■ Working data:
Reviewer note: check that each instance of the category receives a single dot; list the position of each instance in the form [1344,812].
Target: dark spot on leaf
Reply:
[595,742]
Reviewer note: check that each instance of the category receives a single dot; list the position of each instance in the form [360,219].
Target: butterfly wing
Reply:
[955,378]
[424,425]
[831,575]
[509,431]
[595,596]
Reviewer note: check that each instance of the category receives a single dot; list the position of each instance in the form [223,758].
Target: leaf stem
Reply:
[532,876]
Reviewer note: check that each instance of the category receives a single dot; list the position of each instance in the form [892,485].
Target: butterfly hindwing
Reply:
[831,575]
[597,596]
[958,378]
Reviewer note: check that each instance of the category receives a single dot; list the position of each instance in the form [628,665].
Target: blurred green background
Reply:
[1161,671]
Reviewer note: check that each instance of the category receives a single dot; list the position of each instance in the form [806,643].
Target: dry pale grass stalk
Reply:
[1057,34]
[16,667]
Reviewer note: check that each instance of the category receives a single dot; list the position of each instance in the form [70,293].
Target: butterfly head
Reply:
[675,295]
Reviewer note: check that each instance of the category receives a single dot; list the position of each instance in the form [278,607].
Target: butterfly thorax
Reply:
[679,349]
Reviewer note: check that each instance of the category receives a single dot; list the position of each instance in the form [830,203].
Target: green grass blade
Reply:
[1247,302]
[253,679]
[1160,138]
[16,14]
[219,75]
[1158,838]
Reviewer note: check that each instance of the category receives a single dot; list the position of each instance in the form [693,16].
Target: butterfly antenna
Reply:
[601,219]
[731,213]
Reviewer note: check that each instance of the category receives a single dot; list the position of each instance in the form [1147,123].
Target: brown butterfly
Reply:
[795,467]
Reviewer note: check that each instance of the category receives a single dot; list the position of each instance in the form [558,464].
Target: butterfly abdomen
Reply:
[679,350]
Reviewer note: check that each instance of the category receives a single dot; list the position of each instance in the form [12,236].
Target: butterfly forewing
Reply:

■ Exercise description: Could you copy out every line in the material above that contains the string "grass"?

■ Response for this exercise:
Target: dry pale grass stalk
Target: green grass blade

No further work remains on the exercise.